- [Your objective]: Each line of the data below from the one holding "locate mauve puffer" to the one holding "locate dark jacket", inclusive, is to be reproduced exactly; no other line belongs in the answer.

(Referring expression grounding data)
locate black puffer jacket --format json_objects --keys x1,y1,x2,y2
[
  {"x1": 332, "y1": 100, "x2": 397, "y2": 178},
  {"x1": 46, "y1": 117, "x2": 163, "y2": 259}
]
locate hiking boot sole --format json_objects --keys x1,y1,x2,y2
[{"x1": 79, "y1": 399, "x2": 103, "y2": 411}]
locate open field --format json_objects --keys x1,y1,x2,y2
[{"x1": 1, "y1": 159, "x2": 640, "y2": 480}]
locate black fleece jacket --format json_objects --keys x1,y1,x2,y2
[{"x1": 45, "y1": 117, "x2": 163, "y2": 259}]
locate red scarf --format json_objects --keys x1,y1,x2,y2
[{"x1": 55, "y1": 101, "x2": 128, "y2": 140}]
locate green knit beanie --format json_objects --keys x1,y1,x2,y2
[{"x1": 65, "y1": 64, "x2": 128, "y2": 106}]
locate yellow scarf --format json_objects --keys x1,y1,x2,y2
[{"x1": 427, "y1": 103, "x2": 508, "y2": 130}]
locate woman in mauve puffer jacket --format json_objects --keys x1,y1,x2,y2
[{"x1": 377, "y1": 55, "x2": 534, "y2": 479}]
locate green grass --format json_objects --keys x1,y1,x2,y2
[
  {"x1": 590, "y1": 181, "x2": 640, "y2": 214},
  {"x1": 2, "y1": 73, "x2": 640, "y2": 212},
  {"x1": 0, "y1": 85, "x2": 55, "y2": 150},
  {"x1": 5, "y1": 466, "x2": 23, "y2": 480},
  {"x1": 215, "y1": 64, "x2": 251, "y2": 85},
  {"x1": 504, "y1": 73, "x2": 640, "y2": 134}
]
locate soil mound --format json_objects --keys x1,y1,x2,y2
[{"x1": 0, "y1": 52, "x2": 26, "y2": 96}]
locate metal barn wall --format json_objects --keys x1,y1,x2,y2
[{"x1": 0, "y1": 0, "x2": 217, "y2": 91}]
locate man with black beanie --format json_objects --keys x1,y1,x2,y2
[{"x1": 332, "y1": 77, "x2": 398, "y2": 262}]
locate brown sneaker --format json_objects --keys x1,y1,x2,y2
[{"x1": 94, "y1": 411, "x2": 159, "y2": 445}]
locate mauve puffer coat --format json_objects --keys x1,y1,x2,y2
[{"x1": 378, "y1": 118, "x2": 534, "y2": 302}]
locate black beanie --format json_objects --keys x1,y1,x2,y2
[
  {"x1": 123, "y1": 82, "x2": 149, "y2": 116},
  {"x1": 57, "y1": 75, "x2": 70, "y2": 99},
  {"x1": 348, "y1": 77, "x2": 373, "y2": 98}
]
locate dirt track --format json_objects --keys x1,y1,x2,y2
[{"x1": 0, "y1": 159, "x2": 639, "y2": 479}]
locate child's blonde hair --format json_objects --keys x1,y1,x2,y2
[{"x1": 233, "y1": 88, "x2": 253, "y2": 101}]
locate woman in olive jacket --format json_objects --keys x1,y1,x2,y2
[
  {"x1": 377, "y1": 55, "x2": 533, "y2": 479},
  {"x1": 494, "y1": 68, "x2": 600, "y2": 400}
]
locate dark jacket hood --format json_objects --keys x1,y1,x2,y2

...

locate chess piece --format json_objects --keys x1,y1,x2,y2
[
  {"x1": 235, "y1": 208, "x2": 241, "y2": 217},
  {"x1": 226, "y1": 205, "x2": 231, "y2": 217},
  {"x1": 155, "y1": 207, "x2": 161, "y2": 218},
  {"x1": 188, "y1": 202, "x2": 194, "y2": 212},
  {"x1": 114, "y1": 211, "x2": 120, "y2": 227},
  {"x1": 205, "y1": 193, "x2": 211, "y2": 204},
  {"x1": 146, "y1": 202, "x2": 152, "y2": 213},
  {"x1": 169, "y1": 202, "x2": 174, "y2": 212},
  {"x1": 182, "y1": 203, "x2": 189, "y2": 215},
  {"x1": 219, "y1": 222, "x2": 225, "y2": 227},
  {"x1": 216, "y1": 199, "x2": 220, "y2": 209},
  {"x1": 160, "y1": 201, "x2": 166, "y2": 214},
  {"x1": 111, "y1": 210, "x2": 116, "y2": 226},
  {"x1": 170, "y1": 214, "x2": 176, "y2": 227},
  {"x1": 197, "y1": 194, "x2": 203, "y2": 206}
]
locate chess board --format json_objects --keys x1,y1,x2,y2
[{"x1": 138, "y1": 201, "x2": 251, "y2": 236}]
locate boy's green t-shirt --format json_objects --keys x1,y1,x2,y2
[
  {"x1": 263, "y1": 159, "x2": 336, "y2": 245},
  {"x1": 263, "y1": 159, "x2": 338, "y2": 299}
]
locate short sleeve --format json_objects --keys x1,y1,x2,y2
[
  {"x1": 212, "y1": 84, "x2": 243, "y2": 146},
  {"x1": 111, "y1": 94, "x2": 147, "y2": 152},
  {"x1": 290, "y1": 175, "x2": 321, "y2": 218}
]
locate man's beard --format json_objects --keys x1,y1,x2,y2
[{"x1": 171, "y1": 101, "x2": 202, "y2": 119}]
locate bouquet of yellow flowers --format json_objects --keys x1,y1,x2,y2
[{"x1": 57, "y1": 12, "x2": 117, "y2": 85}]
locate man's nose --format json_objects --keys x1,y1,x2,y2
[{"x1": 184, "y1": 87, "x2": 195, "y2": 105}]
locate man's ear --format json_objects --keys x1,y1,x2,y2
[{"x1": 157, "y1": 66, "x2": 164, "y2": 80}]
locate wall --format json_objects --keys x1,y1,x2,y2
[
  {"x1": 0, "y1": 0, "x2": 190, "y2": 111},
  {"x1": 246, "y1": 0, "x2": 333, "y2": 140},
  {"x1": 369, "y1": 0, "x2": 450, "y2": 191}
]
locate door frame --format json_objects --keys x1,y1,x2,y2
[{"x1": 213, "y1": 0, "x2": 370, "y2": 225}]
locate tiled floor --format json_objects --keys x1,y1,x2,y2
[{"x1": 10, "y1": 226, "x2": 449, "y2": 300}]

- [Solution to the exercise]:
locate mauve puffer coat --format json_objects --keys x1,y1,x2,y2
[{"x1": 378, "y1": 118, "x2": 534, "y2": 302}]
locate black beanie --format json_objects --keys x1,y1,x2,y2
[
  {"x1": 123, "y1": 82, "x2": 149, "y2": 116},
  {"x1": 57, "y1": 75, "x2": 70, "y2": 99},
  {"x1": 348, "y1": 77, "x2": 373, "y2": 98}
]
locate dirt track --format json_objects --keys x1,y1,x2,y2
[{"x1": 0, "y1": 159, "x2": 639, "y2": 479}]
locate child's blonde hair --format json_objects --keys x1,y1,x2,y2
[{"x1": 233, "y1": 88, "x2": 253, "y2": 101}]
locate woman in olive jacket --format json_objects --keys x1,y1,x2,y2
[
  {"x1": 377, "y1": 55, "x2": 533, "y2": 479},
  {"x1": 494, "y1": 68, "x2": 600, "y2": 400}
]
locate dark jacket hood --format json_objects --keys x1,y1,x2,y2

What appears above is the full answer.